→ **Job**
Can you retype the passage of the Erin Soderberg biography below from "American fiction writer" to "tweens, and adults.", word for word?

-- BEGIN Text --

- Born: October 21, 1976 (age 49) Duluth, Minnesota
- Occupation: Writer
- Children: 3
- Writing career
- Pen name: Kate Howard, Nessi Monstrata
- Years active: 2000–present
- Website: www.erinsoderberg.com (books for kids, teens, adults) www.erinsoderberg.com (books for kids)

= Erin Soderberg =

American fiction writer and novelist

Erin Soderberg Downing (born October 21, 1976) is an American children's book author. She has written more than 75 books for children, tweens, and adults.

==Biography==
Erin Soderberg Downing was born October 21, 1976, in Duluth, Minnesota. She grew up in Duluth and later studied at the University of Minnesota, before becoming a children's book editor and marketer while studying for her Master's in Business Administration at NYU in New York City, and also at Stockholm School of Economics in Sweden. Returning to the United States, she took assignments in marketing for various companies around New York City, including Nickelodeon.

In 2000, Soderberg Downing started editing and contributing to several children's books brands, including the Scooby-Doo picture clue books series, published by Scholastic.

-- END Text --
-- BEGIN Extracted material --

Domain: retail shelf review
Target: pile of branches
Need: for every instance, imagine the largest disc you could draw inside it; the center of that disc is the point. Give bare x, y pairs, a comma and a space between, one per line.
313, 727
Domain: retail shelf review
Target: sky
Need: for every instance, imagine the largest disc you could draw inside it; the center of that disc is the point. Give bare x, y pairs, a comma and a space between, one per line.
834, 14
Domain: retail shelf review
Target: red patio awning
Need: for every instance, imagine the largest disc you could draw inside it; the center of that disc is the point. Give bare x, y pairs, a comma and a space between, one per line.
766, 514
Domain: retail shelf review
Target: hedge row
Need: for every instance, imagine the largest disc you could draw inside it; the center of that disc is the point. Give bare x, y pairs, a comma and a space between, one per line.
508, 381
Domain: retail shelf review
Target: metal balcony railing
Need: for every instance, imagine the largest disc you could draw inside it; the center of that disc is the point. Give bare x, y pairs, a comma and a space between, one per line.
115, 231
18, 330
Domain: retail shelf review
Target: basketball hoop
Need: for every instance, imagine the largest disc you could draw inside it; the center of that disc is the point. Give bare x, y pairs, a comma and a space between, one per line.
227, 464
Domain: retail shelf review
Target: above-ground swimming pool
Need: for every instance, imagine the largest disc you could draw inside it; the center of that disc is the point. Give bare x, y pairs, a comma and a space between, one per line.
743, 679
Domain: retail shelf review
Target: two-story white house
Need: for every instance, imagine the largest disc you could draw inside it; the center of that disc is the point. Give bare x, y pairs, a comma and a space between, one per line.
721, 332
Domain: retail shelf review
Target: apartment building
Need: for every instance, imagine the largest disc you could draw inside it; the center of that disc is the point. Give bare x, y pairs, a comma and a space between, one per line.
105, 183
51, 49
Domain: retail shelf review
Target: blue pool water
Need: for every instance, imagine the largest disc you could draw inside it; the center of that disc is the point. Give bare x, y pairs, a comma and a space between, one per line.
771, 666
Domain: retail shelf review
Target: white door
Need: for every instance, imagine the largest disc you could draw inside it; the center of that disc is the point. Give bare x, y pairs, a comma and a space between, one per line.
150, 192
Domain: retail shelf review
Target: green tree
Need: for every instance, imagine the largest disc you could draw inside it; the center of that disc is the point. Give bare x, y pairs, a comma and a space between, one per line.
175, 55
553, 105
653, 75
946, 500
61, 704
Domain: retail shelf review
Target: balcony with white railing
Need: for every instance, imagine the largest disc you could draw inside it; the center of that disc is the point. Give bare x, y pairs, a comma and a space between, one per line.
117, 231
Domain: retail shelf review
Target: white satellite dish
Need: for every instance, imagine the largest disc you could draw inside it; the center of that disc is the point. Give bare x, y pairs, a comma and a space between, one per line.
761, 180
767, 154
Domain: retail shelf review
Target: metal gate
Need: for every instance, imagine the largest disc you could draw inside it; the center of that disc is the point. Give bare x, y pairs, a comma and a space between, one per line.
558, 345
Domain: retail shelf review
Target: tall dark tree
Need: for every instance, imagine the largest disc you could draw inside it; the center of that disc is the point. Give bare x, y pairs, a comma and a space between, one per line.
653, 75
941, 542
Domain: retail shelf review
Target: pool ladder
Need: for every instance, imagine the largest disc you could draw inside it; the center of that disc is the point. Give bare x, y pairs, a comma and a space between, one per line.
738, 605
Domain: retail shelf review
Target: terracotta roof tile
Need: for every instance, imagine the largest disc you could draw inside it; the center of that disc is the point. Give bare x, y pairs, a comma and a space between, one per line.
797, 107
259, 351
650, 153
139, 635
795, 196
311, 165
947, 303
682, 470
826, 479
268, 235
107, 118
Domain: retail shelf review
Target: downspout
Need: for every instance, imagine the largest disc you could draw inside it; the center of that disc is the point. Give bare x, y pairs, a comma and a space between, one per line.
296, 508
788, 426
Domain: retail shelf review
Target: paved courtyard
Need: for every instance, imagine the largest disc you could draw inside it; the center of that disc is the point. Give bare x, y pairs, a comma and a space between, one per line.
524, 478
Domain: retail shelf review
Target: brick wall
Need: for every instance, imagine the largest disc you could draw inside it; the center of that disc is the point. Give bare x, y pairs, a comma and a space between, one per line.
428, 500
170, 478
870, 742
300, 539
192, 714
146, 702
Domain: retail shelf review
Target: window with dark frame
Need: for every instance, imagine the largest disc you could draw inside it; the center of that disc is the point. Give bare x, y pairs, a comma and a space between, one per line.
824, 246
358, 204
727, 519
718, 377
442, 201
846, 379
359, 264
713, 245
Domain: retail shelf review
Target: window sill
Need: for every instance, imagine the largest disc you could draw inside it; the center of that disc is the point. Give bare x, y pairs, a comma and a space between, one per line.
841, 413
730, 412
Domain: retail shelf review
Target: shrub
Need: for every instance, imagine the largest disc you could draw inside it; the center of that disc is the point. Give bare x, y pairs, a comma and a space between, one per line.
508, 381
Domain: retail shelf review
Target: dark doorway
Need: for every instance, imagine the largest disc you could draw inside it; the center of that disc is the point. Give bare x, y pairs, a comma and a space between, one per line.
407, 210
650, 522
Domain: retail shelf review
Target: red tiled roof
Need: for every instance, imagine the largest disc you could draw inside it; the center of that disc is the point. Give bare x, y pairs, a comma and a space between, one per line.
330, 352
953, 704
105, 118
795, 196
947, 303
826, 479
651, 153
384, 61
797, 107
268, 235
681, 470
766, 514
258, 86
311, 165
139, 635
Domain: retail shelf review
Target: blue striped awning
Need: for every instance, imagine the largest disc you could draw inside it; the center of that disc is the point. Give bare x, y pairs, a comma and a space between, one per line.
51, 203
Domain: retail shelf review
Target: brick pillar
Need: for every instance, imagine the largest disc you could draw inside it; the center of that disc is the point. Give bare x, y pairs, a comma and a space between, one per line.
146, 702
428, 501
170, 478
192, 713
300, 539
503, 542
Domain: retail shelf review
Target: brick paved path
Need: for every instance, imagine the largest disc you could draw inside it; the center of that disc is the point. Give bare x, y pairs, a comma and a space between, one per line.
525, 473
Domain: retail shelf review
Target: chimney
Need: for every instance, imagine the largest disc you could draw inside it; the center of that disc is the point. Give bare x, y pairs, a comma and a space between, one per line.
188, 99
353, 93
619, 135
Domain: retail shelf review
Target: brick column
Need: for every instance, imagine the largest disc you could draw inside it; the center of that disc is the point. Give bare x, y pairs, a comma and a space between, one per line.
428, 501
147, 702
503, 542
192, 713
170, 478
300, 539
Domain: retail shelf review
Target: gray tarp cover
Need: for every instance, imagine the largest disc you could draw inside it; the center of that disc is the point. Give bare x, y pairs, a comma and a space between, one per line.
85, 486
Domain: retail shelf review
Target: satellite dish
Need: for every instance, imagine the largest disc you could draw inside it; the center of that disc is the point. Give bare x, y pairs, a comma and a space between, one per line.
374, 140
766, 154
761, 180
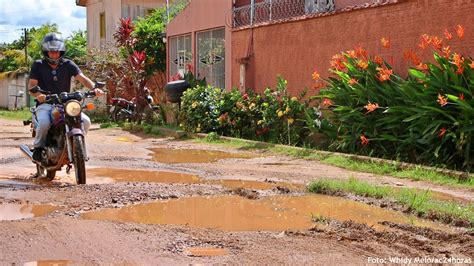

-- END Extracted material --

→ **Reply to the exercise**
American fiction writer and novelist

Erin Soderberg Downing (born October 21, 1976) is an American children's book author. She has written more than 75 books for children, tweens, and adults.